--- EXERCISE TASK ---
Could you rewrite every one of the items below as a Markdown table with two columns, No. and Item, numbering each row and leaving out any blank lines?

--

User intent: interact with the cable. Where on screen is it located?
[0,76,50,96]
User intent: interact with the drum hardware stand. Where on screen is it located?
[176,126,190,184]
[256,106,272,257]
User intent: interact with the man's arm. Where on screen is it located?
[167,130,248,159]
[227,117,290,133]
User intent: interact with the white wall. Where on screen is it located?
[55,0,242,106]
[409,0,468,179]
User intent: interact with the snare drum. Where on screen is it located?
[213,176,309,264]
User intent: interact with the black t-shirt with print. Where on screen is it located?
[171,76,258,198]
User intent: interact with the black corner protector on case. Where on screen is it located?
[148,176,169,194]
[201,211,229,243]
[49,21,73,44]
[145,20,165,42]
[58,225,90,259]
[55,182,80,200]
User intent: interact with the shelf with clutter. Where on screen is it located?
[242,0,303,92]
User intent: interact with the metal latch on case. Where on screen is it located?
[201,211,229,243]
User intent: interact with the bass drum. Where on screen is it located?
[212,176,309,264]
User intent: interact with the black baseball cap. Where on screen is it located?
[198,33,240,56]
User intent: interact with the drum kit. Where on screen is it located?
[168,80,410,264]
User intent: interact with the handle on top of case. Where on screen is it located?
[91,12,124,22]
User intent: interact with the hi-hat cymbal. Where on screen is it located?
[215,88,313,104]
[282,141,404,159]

--

--- SOLUTION FOR THIS PROBLEM ---
| No. | Item |
|---|---|
| 1 | User intent: interact with the cable. Where on screen is it located? |
| 2 | [0,76,50,96] |
| 3 | User intent: interact with the drum hardware stand. Where on screen is it located? |
| 4 | [176,126,190,184] |
| 5 | [256,106,272,257] |
| 6 | User intent: interact with the man's arm. Where on screen is it located? |
| 7 | [167,130,248,159] |
| 8 | [227,117,290,133] |
| 9 | User intent: interact with the white wall. Where on screen is it located? |
| 10 | [55,0,242,106] |
| 11 | [409,0,468,179] |
| 12 | User intent: interact with the snare drum. Where on screen is it located? |
| 13 | [213,176,309,264] |
| 14 | User intent: interact with the black t-shirt with print. Where on screen is it located? |
| 15 | [171,76,258,198] |
| 16 | User intent: interact with the black corner protector on case. Where on screen is it located? |
| 17 | [148,176,169,194] |
| 18 | [201,211,229,243] |
| 19 | [49,21,73,44] |
| 20 | [145,20,165,42] |
| 21 | [58,225,90,259] |
| 22 | [55,182,80,200] |
| 23 | User intent: interact with the shelf with clutter. Where on screen is it located? |
| 24 | [242,0,303,92] |
| 25 | User intent: interact with the metal latch on case. Where on screen is it located? |
| 26 | [201,211,229,243] |
| 27 | User intent: interact with the bass drum. Where on screen is it located? |
| 28 | [212,176,309,264] |
| 29 | User intent: interact with the black baseball cap. Where on screen is it located? |
| 30 | [198,33,240,56] |
| 31 | User intent: interact with the drum kit. Where on screen is it located? |
| 32 | [168,80,410,264] |
| 33 | User intent: interact with the handle on top of case. Where on screen is it located? |
| 34 | [91,12,124,22] |
| 35 | User intent: interact with the hi-hat cymbal. Where on screen is it located? |
| 36 | [215,88,313,104] |
| 37 | [282,141,404,159] |